- **Problem statement**
Copy all of the lines below word for word, with no changes.

- **Input records**

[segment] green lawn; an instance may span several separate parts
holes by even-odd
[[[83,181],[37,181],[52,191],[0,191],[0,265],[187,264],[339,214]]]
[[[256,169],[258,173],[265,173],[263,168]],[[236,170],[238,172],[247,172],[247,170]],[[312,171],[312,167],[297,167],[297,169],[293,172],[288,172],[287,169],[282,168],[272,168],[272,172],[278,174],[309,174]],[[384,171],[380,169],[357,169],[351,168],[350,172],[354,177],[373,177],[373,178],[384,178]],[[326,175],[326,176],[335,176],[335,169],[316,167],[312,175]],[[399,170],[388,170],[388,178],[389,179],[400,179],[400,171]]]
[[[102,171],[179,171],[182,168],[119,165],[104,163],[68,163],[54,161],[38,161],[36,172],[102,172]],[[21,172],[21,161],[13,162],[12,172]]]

- **Output**
[segment] green lawn; an instance may span several separate parts
holes by even-odd
[[[83,181],[37,181],[52,191],[0,191],[0,265],[187,264],[339,214]]]
[[[256,169],[258,173],[265,173],[263,168]],[[236,170],[238,172],[247,172],[247,170]],[[312,171],[312,167],[297,167],[297,169],[293,172],[288,172],[287,169],[282,168],[272,168],[272,172],[278,174],[309,174]],[[384,171],[380,169],[357,169],[351,168],[350,172],[354,177],[373,177],[373,178],[384,178]],[[326,175],[326,176],[335,176],[335,169],[316,167],[312,175]],[[399,170],[388,170],[388,178],[389,179],[400,179],[400,171]]]
[[[102,171],[179,171],[182,168],[119,165],[104,163],[68,163],[54,161],[38,161],[36,172],[102,172]],[[21,172],[21,161],[13,162],[12,172]]]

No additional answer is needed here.